### PAGE:
begin
This study focuses on a drying system consisting of a flat air solar collector coupled longitudinally to a drying chamber in the climatic conditions of tropical regions and the case of Togo was presented. The study was carried out using mathematical models obtained by writing the laws of energy conservation in the different components of the system. Simulations were achieved using experimental measurements of daily solar radiation and ambient temperature on a typical day in Lomé (Togo). The results highlight the importance of solar radiation and the use of fins on the performance of the drying system. It reveals that an optimal range of solar daily radiation for the proposed insulator for drying is 400 W/m2 to 1000W/m2, with an ambient air speed of 1.5 m/s to 4.5 m /s and a temperature variation of 20°C to 45°C.
end
### TASK DIRECTIONS:
Carry on the solar drying abstract, picking up after its final sentence. The records have nothing to do with the solar drying abstract.

### RECORDS SUPPLIED:
begin
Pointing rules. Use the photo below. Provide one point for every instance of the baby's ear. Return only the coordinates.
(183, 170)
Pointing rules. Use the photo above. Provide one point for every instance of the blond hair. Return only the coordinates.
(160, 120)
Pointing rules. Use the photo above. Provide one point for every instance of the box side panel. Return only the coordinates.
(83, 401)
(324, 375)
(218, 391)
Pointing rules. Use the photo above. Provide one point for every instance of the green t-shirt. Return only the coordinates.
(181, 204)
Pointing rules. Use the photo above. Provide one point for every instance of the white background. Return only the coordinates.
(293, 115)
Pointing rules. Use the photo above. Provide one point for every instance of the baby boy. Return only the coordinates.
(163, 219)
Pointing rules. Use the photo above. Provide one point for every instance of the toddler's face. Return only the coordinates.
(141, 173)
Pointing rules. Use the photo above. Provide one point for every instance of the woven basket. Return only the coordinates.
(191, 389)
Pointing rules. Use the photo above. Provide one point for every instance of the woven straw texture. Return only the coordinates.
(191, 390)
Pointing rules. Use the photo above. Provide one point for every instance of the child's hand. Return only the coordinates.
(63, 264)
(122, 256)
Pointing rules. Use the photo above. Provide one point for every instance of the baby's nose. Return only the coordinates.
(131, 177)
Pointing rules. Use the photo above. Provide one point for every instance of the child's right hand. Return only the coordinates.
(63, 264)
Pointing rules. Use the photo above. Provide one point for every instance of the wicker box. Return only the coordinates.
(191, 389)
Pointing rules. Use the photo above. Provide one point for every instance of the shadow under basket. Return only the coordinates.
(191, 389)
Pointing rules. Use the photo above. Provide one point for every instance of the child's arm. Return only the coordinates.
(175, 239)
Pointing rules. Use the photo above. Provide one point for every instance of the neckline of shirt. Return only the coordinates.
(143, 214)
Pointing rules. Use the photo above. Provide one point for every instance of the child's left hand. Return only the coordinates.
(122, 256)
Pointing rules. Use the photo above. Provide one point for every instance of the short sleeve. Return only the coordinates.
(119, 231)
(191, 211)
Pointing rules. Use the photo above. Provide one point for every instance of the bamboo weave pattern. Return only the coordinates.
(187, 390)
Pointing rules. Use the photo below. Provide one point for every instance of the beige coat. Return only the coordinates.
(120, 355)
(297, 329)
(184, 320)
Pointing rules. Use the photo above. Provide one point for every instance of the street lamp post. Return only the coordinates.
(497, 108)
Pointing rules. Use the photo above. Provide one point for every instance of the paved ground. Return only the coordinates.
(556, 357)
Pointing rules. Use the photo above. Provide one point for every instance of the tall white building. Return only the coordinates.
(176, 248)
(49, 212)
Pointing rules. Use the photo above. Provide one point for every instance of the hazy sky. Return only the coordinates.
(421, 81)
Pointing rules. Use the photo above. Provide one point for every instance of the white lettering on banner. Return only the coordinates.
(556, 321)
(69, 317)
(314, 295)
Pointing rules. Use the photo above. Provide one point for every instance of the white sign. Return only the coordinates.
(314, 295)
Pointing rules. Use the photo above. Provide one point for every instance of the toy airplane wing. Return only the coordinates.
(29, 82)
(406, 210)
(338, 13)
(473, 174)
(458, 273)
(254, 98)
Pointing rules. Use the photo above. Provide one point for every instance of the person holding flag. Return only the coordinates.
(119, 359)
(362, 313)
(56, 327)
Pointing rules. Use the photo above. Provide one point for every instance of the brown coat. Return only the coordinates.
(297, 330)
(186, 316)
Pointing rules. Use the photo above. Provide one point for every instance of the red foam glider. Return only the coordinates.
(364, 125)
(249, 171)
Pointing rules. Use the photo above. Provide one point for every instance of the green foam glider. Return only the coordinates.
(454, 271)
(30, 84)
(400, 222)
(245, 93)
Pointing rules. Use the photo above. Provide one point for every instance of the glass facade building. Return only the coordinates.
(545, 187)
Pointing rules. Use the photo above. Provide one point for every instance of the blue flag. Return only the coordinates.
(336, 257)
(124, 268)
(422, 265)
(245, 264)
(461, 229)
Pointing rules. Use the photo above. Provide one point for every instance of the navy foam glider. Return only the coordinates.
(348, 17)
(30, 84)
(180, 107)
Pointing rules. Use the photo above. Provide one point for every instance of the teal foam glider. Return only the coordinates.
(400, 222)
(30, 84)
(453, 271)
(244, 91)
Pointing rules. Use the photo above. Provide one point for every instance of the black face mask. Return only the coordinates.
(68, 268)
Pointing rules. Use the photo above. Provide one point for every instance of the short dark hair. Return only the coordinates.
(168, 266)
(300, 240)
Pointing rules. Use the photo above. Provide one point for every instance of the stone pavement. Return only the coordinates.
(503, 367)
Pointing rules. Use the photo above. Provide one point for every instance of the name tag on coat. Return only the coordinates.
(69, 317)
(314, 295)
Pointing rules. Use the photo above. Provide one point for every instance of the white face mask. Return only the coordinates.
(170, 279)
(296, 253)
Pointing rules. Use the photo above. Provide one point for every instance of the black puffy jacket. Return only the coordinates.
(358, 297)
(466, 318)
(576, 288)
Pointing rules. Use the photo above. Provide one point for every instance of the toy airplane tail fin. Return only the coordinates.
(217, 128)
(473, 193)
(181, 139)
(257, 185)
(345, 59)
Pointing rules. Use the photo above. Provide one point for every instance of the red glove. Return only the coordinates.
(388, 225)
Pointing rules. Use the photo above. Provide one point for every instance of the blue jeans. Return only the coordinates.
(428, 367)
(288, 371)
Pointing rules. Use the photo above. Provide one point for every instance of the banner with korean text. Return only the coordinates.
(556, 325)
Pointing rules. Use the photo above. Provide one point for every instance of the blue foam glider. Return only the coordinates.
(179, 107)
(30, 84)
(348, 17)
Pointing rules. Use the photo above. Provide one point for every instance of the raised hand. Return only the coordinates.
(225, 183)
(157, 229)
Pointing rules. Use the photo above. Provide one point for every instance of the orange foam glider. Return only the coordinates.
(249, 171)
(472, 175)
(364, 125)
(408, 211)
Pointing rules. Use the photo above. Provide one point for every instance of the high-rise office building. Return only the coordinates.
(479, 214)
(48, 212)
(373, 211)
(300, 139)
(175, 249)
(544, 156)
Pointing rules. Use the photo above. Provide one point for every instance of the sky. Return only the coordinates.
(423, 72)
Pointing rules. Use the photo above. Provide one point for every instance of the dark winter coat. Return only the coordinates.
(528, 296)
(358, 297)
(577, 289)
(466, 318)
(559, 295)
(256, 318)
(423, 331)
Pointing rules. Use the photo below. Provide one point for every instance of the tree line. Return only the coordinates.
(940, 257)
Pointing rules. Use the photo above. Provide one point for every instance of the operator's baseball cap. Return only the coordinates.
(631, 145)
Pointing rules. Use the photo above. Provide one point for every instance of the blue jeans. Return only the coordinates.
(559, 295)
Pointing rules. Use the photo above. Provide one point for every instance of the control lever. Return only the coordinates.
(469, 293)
end
### EXERCISE RESPONSE:
Traditional drying, which is often done on the ground in the open air, is the most widely utilized method in developing nations since it is the simplest and cheapest form of food preservation [1-7] 1. Plants, seeds, vegetables, fruits, meat, fish, and other agricultural commodities have been preserved using traditional open-air solar drying methods for generations 2, 6. Because of the need for a vast area, the risk of quality degradation, air pollution, and bird and insect infestation, and intrinsic problems in managing the drying process, open-air drying has been increasingly limited during the last few decades 7, 8. Solar thermal technology is quickly gaining traction as an energy-saving strategy in agricultural applications where sunlight is abundant. Solar energy is favored above other alternative energy sources like the wind because it is abundant, inexhaustible, and nonpolluting 7. Such data is also required for the most efficient design and study of solar energy conversion devices 1. Alternative energy sources must be used to replace nonrenewable and polluting fossil fuels to meet the present rising energy demand and growing environmental concerns. Alternative energy sources include solar energy.
Solar dryers are easy to build with locally available tools and materials and can operate by natural convection. Drying requires energy and heat depending on the humidity content of the air, the drying system used, the drying temperature, the specifics of the product concerned (thickness, surface area, and air resistance), and the humidity contained in the element to be dried [9-14] 9. The performance of the dryer directly depends on the amount of irradiation and the humidity of the place of use. Finally, solar drying has become a practical solution with several advantages.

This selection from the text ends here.